Required work: Please copy each line of the data that includes the string "ambulance".
-=-=-
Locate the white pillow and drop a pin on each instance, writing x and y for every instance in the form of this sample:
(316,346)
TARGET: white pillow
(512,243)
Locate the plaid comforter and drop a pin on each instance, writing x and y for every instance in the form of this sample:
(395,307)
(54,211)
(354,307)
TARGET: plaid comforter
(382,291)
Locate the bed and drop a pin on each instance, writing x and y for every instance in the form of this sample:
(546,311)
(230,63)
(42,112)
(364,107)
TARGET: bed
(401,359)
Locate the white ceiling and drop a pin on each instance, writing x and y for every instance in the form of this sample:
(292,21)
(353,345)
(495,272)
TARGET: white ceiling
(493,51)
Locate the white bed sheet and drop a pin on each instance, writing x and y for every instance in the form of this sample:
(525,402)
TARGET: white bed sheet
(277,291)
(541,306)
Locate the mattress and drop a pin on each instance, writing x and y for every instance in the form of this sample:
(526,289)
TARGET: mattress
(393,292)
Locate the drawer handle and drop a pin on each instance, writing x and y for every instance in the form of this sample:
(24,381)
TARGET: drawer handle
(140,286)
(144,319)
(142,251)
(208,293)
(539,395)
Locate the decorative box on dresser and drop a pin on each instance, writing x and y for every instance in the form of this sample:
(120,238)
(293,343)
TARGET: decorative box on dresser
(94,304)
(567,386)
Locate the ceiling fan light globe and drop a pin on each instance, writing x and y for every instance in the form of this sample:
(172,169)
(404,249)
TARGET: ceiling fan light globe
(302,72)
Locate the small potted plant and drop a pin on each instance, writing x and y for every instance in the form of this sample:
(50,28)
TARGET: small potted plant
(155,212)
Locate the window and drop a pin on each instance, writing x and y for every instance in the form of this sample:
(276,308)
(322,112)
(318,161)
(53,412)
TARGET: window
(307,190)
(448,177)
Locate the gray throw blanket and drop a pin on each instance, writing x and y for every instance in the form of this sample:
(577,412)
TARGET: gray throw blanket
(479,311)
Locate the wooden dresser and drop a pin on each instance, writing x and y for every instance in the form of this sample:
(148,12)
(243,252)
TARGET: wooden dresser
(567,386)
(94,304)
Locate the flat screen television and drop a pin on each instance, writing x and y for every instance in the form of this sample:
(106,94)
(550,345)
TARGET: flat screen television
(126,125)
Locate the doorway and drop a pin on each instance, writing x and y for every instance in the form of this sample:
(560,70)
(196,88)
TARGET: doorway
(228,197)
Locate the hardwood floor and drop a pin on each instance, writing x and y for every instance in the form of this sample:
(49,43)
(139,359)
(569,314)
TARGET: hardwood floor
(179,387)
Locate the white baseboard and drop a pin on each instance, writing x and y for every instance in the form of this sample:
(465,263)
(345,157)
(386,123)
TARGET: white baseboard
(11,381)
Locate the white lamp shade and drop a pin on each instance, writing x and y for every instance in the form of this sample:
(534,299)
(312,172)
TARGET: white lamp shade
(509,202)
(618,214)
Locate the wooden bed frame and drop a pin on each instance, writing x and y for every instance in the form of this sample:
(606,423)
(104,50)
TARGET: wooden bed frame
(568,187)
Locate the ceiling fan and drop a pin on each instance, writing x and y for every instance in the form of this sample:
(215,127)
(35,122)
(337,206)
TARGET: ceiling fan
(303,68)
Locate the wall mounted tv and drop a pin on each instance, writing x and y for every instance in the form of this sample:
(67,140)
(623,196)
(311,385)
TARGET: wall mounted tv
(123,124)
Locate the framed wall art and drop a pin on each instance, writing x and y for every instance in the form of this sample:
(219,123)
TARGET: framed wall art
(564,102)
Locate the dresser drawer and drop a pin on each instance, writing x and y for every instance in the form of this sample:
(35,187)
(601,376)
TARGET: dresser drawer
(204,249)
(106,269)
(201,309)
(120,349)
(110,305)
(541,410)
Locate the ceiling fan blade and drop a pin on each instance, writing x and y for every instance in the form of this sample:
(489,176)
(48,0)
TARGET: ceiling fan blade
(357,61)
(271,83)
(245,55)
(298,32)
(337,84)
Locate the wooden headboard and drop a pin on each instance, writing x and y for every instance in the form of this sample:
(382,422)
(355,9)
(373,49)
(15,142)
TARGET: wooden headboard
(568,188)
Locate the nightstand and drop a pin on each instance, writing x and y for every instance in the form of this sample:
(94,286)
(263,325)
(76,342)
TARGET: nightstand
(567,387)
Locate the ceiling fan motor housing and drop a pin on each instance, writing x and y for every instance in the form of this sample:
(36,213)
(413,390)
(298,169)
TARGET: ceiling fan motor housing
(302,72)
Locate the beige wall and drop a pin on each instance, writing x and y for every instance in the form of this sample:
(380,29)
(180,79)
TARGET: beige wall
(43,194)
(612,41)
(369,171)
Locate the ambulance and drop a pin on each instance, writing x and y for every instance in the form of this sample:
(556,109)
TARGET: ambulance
-=-=-
Answer section:
Locate the ambulance and drop a pin on each instance, writing x and y for every instance in the form of this sample:
TARGET: ambulance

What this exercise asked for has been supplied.